### Quoted passage

A federal judge has struck down Georgia’s ban on gender-affirming care for transgender inmates in state custody, but the state is appealing the decision. Judge Victoria M. Calvert’s decision, which was issued last week, means that the approximately 340 people with gender dysphoria diagnoses in the custody of the Georgia Department of Corrections can receive […]

Transgender people incarcerated in Georgia prisons can once again receive gender-affirming care, at least temporarily, following a judge's order. Getty Images
A federal judge has struck down Georgia’s ban on gender-affirming care for transgender inmates in state custody, but the state is appealing the decision.
Judge Victoria M. Calvert’s decision, which was issued last week, means that the approximately 340 people with gender dysphoria diagnoses in the custody of the Georgia Department of Corrections can receive treatments like hormone therapy if their doctors deem it necessary. The case was brought by five transgender people in state custody.
Senate Bill 185, which was passed during the 2025 legislative session received Gov. Brian Kemp’s signature and went into effect in May after sparking controversy in both chambers during this year’s legislative session.
In the Senate, three Democrats crossed party lines to support the measure along with all Republicans, while four other Democratic senators did not vote.
Nearly all House Democrats took part in a walkout over the bill, characterizing it as a waste of time and part of what they called a fixation on a vulnerable minority. Three Democrats voted for the bill, while two others stayed in the chamber and voted against it.
Calvert’s ruling makes a temporary block on the bill she signed in September permanent.
The law called on doctors to monitor patients already receiving the treatments and taper the drugs gradually, and to provide counseling. Based on testimony, Calvert said that was “an inadequate blanket substitute for hormone therapy.” She said there is “no genuine dispute” that gender dysphoria is a serious medical need and that removing the option for doctors to treat it with hormone therapy without a medical reason violates the law.

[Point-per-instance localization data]

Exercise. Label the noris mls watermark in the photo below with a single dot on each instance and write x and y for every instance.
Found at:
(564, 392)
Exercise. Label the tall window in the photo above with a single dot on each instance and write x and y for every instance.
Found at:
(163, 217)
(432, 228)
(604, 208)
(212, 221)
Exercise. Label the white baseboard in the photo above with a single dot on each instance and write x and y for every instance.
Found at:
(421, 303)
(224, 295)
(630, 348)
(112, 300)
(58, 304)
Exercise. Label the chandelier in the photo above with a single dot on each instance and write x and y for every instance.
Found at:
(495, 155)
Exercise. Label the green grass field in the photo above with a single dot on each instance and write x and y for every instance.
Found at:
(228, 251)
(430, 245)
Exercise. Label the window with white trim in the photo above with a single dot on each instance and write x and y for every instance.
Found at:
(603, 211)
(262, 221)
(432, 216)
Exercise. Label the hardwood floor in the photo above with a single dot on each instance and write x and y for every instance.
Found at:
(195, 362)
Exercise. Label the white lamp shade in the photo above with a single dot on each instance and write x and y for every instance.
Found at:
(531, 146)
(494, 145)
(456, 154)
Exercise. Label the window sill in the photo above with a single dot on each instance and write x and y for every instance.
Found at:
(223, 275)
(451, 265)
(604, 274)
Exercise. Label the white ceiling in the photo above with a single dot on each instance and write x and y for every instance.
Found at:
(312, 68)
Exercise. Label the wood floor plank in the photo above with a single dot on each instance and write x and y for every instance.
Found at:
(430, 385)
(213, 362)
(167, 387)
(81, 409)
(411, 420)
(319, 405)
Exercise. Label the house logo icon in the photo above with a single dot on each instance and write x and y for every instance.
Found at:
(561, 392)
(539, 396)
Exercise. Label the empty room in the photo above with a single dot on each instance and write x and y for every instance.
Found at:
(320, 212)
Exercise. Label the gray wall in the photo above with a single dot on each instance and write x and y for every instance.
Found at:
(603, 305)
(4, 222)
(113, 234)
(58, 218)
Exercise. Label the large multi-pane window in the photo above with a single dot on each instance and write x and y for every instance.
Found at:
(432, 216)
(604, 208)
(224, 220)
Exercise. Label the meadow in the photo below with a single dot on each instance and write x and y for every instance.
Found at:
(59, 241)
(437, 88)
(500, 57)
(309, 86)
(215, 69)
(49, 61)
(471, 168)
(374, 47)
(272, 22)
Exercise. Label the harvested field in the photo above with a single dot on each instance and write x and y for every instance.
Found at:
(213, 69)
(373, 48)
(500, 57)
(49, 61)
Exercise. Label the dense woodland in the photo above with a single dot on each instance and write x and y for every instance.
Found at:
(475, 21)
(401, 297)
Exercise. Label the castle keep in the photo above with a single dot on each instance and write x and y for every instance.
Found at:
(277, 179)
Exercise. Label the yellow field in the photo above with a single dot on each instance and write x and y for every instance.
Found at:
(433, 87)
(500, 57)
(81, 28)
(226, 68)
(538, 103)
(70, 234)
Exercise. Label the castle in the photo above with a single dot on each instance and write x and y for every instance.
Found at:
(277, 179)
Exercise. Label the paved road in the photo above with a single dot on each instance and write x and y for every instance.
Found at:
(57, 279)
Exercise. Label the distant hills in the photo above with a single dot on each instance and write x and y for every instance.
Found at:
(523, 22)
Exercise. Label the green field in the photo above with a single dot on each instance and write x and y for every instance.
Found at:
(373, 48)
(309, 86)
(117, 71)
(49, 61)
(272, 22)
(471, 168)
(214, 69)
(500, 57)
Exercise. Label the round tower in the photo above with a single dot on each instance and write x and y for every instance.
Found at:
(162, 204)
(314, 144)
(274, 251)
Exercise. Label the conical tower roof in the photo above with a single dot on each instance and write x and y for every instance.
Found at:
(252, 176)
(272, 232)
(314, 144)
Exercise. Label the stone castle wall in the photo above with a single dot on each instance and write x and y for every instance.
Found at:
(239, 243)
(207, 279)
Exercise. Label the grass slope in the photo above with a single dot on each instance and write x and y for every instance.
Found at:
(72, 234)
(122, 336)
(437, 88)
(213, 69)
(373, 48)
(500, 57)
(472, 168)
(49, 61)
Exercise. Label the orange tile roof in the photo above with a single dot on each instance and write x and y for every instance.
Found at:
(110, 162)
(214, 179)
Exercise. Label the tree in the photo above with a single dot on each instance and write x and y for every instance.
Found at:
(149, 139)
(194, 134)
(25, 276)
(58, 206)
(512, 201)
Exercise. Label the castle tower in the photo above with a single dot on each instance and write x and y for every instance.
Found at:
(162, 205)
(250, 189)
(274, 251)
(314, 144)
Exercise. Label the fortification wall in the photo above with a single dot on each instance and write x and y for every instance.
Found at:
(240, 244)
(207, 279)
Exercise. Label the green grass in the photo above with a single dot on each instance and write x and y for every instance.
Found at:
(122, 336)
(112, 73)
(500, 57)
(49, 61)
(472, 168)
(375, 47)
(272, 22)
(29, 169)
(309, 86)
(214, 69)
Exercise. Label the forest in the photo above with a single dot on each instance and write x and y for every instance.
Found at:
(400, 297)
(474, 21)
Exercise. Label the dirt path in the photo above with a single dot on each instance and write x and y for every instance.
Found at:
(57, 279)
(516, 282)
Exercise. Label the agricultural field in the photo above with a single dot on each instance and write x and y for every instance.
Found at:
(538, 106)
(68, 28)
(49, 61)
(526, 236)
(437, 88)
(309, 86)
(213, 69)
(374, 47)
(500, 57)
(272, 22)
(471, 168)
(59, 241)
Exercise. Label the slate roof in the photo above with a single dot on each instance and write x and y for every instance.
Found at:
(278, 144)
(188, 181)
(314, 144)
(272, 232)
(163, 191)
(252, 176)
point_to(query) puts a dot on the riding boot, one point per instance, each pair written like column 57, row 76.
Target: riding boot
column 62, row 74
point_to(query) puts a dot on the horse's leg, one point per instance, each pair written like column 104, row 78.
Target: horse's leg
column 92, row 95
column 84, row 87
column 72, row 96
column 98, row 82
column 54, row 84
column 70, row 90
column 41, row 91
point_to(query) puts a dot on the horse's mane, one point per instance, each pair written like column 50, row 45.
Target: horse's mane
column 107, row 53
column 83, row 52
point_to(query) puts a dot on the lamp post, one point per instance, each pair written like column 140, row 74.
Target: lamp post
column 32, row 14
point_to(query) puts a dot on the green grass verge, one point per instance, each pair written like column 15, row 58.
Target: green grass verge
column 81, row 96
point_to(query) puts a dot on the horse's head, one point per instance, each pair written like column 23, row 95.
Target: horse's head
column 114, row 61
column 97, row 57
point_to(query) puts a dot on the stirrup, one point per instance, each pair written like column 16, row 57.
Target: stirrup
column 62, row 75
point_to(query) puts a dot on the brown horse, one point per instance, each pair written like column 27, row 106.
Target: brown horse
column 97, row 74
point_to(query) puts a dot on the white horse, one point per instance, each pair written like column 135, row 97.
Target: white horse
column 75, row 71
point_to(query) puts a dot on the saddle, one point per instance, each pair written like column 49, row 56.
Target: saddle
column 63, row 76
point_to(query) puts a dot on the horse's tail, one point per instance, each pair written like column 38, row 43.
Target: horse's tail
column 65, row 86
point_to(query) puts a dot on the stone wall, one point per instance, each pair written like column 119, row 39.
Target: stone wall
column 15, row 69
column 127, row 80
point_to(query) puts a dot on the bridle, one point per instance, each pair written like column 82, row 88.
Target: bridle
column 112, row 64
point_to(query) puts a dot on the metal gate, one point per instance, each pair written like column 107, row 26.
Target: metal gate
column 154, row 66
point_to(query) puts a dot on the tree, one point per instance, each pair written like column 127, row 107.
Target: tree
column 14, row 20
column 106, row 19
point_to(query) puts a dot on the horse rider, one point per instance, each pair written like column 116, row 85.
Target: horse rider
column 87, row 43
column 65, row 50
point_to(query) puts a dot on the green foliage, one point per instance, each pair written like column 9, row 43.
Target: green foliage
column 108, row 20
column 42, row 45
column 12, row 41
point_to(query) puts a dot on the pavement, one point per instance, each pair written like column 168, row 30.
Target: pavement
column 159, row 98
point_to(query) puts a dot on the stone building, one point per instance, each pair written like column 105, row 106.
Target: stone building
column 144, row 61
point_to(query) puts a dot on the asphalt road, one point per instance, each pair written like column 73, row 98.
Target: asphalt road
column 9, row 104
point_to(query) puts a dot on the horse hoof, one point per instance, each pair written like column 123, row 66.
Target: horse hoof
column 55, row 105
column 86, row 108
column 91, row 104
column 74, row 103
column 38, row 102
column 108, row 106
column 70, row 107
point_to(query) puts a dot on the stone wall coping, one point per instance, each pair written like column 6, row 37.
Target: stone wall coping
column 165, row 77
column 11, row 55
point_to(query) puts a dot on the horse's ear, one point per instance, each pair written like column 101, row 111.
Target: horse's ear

### Set of tasks
• A. Decide whether each statement agrees with the Georgia prison care article: (i) The case was brought by five transgender people in state custody. (ii) All Democrats in the Senate voted against the bill. (iii) The law required that counseling be provided. For each, answer yes or no and quote the words of the article that settle it.
• B. Carry on the Georgia prison care article, picking up right after its final sentence.

### Results of the tasks
• A.
(i) Yes: "The case was brought by five transgender people in state custody."
(ii) No: "three Democrats crossed party lines to support the measure along with all Republicans"
(iii) Yes: "taper the drugs gradually, and to provide counseling"

• B.
“The Court does not hold that the Constitution requires all inmates receive hormone therapy if they want it,” she wrote. “Rather, the Court requires healthcare decisions for prisoners to be made dispassionately, by physicians, based on individual determinations of medical need, and for reasons beyond the fact that the prisoners are prisoners.”
Attorney General Chris Carr’s office appealed the ruling Monday. Carr said in a statement that his office is willing to fight the case all the way to the U.S. Supreme Court. Carr, a Republican, is running to be Georgia’s next governor.
The bill’s author, Cataula Republican Sen. Randy Robertson, said he’s not discouraged by the ruling.
“We planned this all along. We knew exactly how this was going to go, they were going to find a friendly judge, and Judge Calvert very much is that,” Robertson said of the Biden-nominated judge. ”
Robertson argued that Georgia taxpayers should not be on the hook for treatments he called not medically necessary, and he expressed confidence that his bill will be vindicated as it winds through the courts.
“I stand with Attorney General Carr in the belief that, at the end of the day, this will be in front of the U.S. Supreme Court, and it will quickly be upheld, the law will be established as constitutional and right, and we will be moving on to things that are more important in Georgia,” he added.
In June, the Supreme Court ruled in favor of a Tennessee law banning gender-affirming care for minors, though that case deals with different aspects of the law than medical treatment for incarcerated people.
For now, transgender rights advocates are celebrating the ruling as a win.
Human Rights Campaign’s Georgia Director Bentley Hudgins said HRC and other groups mobilized thousands to oppose the bill as unconstitutional and a waste of money.
“It will bring more financial burdens to the State of Georgia and take valuable time away from solving actual issues,” Hudgins said. “Over $4.1 million has already been paid to settle cases like these. The House Democrats walked out on this bill because they saw it for what it was – undignified, expensive discrimination. It is my hope that when we return to the Gold Dome in January that our colleagues of all parties focus on bringing solutions to keep the hungry fed, expand access to health care and address the ever-rising cost of living.”
On the first day of his second term in office, President Donald Trump issued an executive order targeting federal recognition of transgender rights across various fields, including within prisons. The order prevents transgender women from being housed in women’s detention facilities and stops federal funds from being used for gender-affirming treatments.
Those rulings are being challenged in multiple court cases.